На всей территории Восточной Пруссии продолжалась ликвидация отдельных очагов сопротивления фашистов. Начался период весеннего половодья. Войска продвигались вперёд по грязи, через болота, переправлялись через разлившиеся реки, тесня немцев к Вислинскому заливу. Побережье было превращено советской артиллерией и авиацией в сущий ад. Ища спасения, немцы взорвали прибрежную дамбу. Воды залива хлынули па сушу, в большей своей части ещё занятую войсками. Тысячи гитлеровцев, большинство которых составляли раненые, потонули.
Толпы людей с поднятыми руками шли по воде, направляясь к расположению советских войск. На поле боя, протянувшемся вдоль залива, в период с 13 по 29 марта было уничтожено более девяноста трёх тысяч фашистов и свыше сорока шести тысяч взято в плен. Было захвачено шестьсот пять танков и штурмовых орудий, а также около пяти тысяч орудий и миномётов. 4-й и 2-й гитлеровских армий больше не существовало. Восемь вражеских дивизий были оттеснены на Самбийский полуостров, около двадцати — прижаты к Вислинскому заливу, а остальные находились в окружении в Кенигсберге и на узкой Балтийской косе. Остатки недобитых войск в Восточной Пруссии немцы вынуждены были снабжать с воздуха, что в этот период войны было уже делом нелёгким. Все попытки врага вырваться из гигантских котлов остались безуспешными. Красная Армия всё теснее смыкала кольцо, готовясь нанести решающий удар.

# # #

## ЗАДАНИЕ A:
Согласуются ли с отрывком о боях в Восточной Пруссии следующие утверждения: (i) немцы взорвали прибрежную дамбу; (ii) в плен было взято более девяноста трёх тысяч фашистов; (iii) восемь вражеских дивизий были оттеснены на Самбийский полуостров? Для каждого ответьте «да» или «нет» и приведите решающие слова отрывка точной цитатой.

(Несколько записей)
# # #

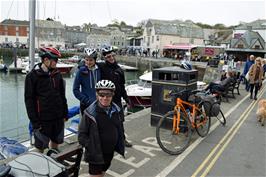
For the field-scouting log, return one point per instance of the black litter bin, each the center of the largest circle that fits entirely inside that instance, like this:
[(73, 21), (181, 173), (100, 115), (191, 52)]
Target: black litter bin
[(169, 79)]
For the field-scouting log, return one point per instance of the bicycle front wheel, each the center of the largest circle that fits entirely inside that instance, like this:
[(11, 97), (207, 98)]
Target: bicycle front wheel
[(221, 118), (171, 142), (202, 121)]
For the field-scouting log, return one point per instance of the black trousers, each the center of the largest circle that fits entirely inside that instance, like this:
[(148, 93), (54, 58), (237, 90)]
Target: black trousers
[(257, 86)]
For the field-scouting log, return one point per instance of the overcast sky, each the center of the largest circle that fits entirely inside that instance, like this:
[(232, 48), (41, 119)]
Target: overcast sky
[(102, 12)]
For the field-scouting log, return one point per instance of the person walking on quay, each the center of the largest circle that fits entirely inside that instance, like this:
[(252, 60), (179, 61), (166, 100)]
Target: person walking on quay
[(45, 100), (221, 85), (100, 130), (247, 66), (264, 67), (110, 70), (255, 77), (86, 78)]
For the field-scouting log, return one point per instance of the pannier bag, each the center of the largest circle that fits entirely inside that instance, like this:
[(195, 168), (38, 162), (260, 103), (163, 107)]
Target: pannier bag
[(211, 106), (33, 164)]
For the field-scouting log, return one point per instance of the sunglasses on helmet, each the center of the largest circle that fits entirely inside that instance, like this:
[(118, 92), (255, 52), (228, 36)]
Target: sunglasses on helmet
[(109, 94)]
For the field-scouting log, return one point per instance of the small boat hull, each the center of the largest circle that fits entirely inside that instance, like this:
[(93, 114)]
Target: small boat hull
[(140, 101)]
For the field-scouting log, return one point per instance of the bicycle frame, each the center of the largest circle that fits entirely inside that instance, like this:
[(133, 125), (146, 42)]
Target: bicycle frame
[(180, 106)]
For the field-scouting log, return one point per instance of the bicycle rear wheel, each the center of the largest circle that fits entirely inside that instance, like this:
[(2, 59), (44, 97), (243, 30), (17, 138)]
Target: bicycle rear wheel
[(171, 142), (221, 118), (202, 122)]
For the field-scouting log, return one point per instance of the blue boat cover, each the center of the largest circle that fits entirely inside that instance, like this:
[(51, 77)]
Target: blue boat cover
[(11, 148), (73, 111)]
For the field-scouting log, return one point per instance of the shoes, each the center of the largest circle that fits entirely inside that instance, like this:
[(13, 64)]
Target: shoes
[(128, 144)]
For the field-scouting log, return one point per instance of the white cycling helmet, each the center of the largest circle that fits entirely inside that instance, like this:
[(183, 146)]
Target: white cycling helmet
[(92, 53), (106, 50), (186, 65), (105, 85)]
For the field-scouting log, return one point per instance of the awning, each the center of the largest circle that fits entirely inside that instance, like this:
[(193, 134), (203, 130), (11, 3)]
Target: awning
[(179, 46), (245, 50)]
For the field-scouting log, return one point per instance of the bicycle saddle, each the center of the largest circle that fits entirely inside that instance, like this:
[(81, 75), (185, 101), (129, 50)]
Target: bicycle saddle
[(4, 170)]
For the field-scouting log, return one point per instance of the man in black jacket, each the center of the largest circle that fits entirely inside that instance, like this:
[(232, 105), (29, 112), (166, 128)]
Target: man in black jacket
[(45, 101), (110, 70), (100, 130)]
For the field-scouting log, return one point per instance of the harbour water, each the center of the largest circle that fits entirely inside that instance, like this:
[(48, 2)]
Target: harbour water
[(13, 116)]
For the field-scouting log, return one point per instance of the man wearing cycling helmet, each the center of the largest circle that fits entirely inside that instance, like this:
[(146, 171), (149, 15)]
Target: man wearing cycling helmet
[(100, 130), (110, 70), (45, 100), (86, 78)]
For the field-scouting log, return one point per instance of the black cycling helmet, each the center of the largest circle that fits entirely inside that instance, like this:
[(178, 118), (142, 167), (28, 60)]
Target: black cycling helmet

# # #

## ЗАДАНИЕ B:
Найдите в записях все строки, содержащие слово «quay», и выпишите их. Регистр букв учитывается.

## ИТОГОВЫЙ ОТВЕТ A:
(i) Да: «Ища спасения, немцы взорвали прибрежную дамбу».
(ii) Нет: «свыше сорока шести тысяч взято в плен».
(iii) Да: «Восемь вражеских дивизий были оттеснены на Самбийский полуостров».

## ИТОГОВЫЙ ОТВЕТ B:
For the field-scouting log, return one point per instance of the person walking on quay, each the center of the largest circle that fits entirely inside that instance, like this:
Target: person walking on quay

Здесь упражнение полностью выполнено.